Schriftliche Aufgabe a: Gib bitte alle Zeilen der Datensätze als Markdown-Tabelle mit den Spalten „Nr“ und „Zeile“ wieder und lass dabei die Leerzeilen aus. Die Bilder gehören nicht in die Antwort.

Textauszug:
Die Kanzlerin, die Java-Tasse & die CeBIT

Ab dem kommenden Jahr wird die CeBIT eingestellt. Ein persönlicher Nachruf.
Die Smartphones waren groß, die Laptops schwer– aber die Monochrome-Bildschirme augenschonend wie nie wieder danach: Besucher der CeBIT im Jahr 1990 (Foto: Deutsche Messe AG / Ralf Decker)
Die Smartphones waren groß, die Laptops schwer– aber die Monochrome-Bildschirme augenschonend wie nie wieder danach: Besucher der CeBIT im Jahr 1990 (Foto: Deutsche Messe AG / Ralf Decker)

Passend zum „Welttag des Digitalen Bewahrens“ gab die Deutsche Messe AG in Hannover bekannt: Die CeBIT wird eingestellt.

Momentan ist es ja schwer in Mode, Angela Merkel für alle Unbill des Planeten verantwortlich zu machen. Selbst zur Einstellung der CeBIT raunt es in manchen Medien, die CeBIT werde eingestellt – schließlich sei die Kanzlerin ja auch schon lange nicht mehr da gewesen. Lediglich zur Hannover Messe sehe man die deutsche Bundeskanzlerin noch.

Natürlich ist das Quark. Denn die Kanzlerin war schlicht nicht mehr da, weil die Messe über die Jahre ihre Bedeutung verloren hatte. Dafür dürfte die Physikerin ein großes Gespür haben.

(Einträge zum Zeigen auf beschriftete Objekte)

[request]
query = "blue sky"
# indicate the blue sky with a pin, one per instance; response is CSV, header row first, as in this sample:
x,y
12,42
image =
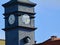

Schriftliche Aufgabe b: Formuliere den Absatz des Textauszugs, der mit „Momentan ist es ja schwer in Mode“ beginnt, kürzer und behalte seine wesentlichen Aussagen bei.

Schriftliche Antwort a:
| Nr | Zeile |
|---|---|
| 1 | [request] |
| 2 | query = "blue sky" |
| 3 | # indicate the blue sky with a pin, one per instance; response is CSV, header row first, as in this sample: |
| 4 | x,y |
| 5 | 12,42 |
| 6 | image = |

Schriftliche Antwort b: Derzeit wird Angela Merkel gern für alle Übel der Welt verantwortlich gemacht. Manche Medien deuten sogar an, die CeBIT werde eingestellt, weil die Kanzlerin schon lange nicht mehr dort gewesen sei. Sie zeige sich nur noch auf der Hannover Messe.